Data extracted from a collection
———

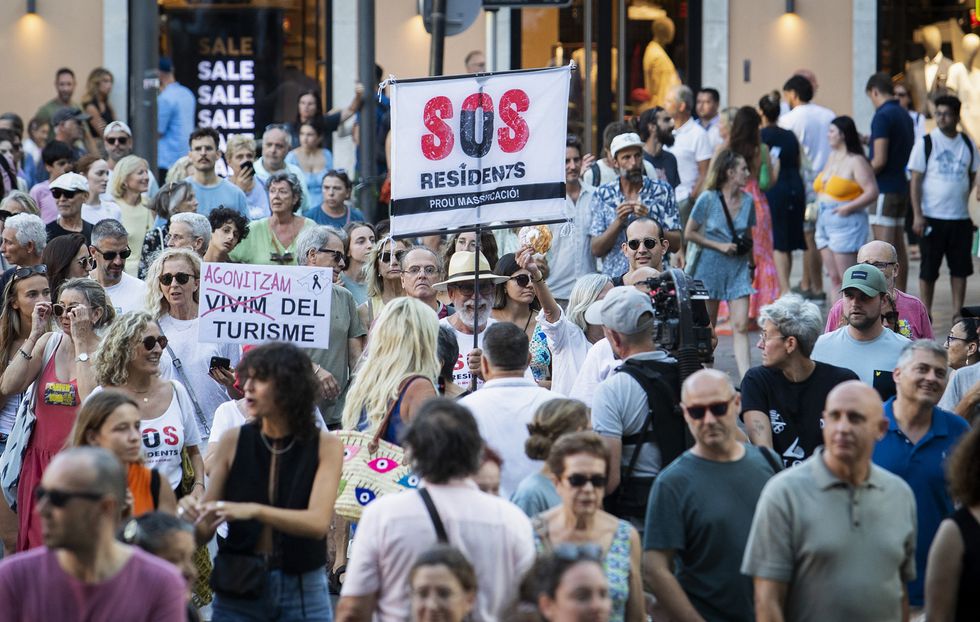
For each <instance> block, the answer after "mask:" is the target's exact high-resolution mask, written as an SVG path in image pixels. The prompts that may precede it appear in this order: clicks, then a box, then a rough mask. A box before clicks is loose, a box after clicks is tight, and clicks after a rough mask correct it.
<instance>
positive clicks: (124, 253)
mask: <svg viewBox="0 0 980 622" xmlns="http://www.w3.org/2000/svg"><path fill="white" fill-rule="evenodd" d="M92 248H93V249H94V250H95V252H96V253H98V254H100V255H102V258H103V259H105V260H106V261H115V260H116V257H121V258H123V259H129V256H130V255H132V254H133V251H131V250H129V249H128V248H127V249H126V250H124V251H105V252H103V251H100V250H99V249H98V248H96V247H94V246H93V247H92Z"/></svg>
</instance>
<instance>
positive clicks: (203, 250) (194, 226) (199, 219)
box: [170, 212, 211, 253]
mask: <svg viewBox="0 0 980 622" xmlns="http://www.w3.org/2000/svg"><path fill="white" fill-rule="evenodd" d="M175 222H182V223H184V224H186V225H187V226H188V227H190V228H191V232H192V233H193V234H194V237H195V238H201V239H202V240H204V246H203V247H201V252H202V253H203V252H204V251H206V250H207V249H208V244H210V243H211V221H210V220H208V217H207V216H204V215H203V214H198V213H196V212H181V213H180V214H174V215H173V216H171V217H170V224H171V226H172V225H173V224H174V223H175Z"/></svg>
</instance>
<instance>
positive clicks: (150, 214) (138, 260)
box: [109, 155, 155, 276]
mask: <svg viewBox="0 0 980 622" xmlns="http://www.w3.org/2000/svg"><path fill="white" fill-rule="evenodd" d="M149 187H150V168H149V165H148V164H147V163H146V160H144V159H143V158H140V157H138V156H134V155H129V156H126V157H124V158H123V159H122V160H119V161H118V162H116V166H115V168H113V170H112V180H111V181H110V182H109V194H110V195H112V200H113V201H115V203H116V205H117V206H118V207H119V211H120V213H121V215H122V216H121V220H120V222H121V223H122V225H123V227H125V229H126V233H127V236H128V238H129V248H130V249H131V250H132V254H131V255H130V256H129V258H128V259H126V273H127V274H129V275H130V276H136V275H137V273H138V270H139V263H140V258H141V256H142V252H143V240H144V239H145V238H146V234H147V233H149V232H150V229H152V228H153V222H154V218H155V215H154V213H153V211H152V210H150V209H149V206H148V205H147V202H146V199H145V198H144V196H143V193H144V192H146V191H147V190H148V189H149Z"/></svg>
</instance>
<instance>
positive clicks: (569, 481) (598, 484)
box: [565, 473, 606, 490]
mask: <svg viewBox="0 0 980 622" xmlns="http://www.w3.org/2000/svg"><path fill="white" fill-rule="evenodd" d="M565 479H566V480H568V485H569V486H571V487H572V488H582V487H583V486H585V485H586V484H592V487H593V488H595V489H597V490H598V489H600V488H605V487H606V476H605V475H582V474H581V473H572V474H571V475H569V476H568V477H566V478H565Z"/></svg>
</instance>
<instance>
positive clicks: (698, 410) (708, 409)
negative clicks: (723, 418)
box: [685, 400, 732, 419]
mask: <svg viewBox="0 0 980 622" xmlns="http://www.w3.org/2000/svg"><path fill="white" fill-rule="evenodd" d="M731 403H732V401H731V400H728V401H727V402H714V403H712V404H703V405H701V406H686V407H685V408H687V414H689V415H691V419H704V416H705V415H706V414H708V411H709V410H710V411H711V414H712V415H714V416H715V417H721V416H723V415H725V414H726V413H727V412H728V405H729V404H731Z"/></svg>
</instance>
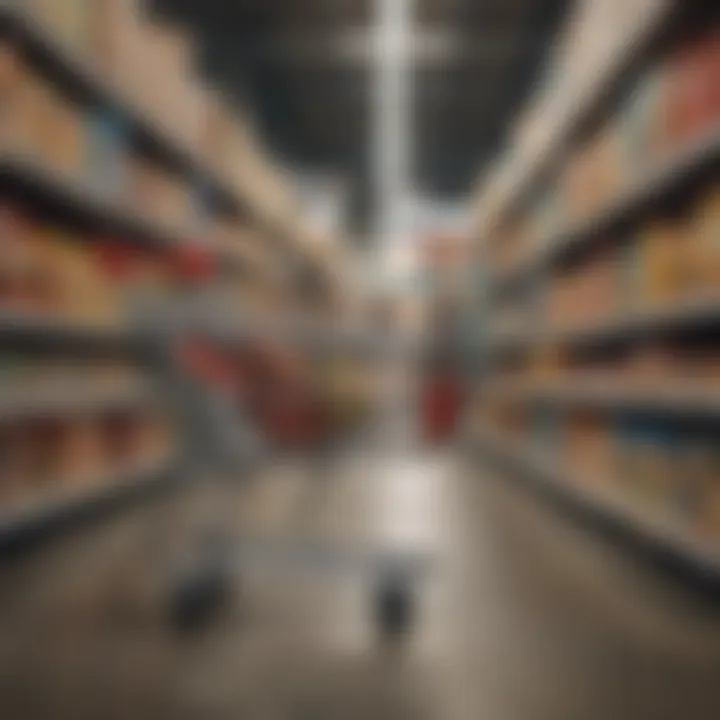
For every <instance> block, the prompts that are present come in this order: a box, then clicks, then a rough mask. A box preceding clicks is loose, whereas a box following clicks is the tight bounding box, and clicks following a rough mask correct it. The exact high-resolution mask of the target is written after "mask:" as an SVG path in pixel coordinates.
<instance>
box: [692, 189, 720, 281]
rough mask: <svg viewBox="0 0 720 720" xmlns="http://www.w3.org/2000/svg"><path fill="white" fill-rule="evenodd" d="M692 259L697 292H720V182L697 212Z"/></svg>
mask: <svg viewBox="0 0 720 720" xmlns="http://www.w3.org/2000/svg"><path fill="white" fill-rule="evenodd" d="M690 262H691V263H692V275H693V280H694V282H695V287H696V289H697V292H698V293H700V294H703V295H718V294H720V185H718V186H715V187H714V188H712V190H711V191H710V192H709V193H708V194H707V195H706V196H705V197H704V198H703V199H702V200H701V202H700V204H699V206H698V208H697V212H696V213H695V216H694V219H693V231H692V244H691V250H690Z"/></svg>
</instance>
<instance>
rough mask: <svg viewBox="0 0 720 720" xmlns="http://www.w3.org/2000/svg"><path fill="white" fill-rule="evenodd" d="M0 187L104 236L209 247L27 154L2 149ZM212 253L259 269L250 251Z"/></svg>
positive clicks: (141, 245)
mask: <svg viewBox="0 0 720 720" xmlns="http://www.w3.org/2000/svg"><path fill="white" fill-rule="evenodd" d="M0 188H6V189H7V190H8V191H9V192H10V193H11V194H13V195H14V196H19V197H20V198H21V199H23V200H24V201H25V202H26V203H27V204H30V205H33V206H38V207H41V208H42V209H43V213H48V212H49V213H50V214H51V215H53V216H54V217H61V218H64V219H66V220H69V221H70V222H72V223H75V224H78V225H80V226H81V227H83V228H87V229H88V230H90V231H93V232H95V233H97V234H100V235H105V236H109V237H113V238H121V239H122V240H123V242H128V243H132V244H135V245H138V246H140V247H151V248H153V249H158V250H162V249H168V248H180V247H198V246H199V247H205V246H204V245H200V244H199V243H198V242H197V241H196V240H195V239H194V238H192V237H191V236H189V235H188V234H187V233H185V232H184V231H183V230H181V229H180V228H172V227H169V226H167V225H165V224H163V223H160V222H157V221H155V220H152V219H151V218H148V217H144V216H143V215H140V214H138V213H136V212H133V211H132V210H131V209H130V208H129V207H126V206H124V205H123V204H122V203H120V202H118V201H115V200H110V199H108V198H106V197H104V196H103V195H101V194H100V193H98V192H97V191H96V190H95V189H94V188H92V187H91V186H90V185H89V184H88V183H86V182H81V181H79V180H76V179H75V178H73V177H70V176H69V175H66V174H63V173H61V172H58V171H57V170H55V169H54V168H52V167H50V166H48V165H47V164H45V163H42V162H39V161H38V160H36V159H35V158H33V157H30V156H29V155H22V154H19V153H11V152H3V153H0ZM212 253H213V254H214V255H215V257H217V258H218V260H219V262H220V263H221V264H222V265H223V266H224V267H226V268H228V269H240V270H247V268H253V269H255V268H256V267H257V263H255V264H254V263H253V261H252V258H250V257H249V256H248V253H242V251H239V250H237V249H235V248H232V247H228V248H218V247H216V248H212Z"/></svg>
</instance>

———

Your task for the entries above: copy exactly the span starting with the line with "box: [170, 212, 211, 253]" and going on through the line with "positive clicks: (150, 214) (138, 260)", both lines included, and nothing else.

box: [170, 212, 211, 253]
mask: <svg viewBox="0 0 980 622" xmlns="http://www.w3.org/2000/svg"><path fill="white" fill-rule="evenodd" d="M175 222H182V223H184V224H186V225H187V226H188V227H190V228H191V232H192V233H193V234H194V237H195V238H201V239H202V240H204V246H203V247H201V252H202V253H203V252H204V251H206V250H207V249H208V244H210V243H211V221H210V220H208V217H207V216H204V215H203V214H198V213H196V212H181V213H180V214H174V215H173V216H171V217H170V224H171V226H172V225H173V224H174V223H175Z"/></svg>
</instance>
<instance>
positive clicks: (150, 214) (138, 260)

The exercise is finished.